● **Aim 1**:
Please copy the stored entries that follow the review, reproducing every line of every entry without change.

● **Document segment**:
- - -

Ram Charan stars in director S.S. Rajamouli’s action drama, ‘RRR.’ Photo credit: Raftar Creations


Variance Films

Reviewed for Shockya.com by Abe Friedtanzer

Director: S. S. Rajamouli

Writer: S. S. Rajamouli, Vijayendra Prasad, Sai Madhav Burra, Madhan Karky

Cast: N. T. Rama Rao Jr., Ram Charan, Ajay Devgn, Alia Bhatt

Screened at: Crescent Theater, LA, 11/25/22

Opens: March 22nd, 2022

Every country’s film industry looks somewhat distinct and different, and in those with thriving cinematic output, there may be multiple or even many types of productions. A film’s true success is not measured only by its domestic performance but by how it’s received around the world, opening the eyes of unsuspecting audiences to the way that its country makes movies. One of the best examples of an international export that has become a smash hit is RRR, a stunningly action-packed epic Tollywood film that more than earns its three-hour runtime.

- - -

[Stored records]
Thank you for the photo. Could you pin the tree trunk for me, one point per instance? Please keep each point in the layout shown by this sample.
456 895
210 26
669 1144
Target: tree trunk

- - -

● **Aim 2**:
Answer these from the RRR review:
(a) Who reviewed the film for Shockya.com?
(b) At which theater was the film screened?
(c) What kind of film does the review call RRR?

● **Complete response 1**:
Thank you for the photo. Could you pin the tree trunk for me, one point per instance? Please keep each point in the layout shown by this sample.
456 895
210 26
669 1144
Target: tree trunk

● **Complete response 2**:
(a) Abe Friedtanzer
(b) Crescent Theater, LA
(c) A stunningly action-packed epic Tollywood film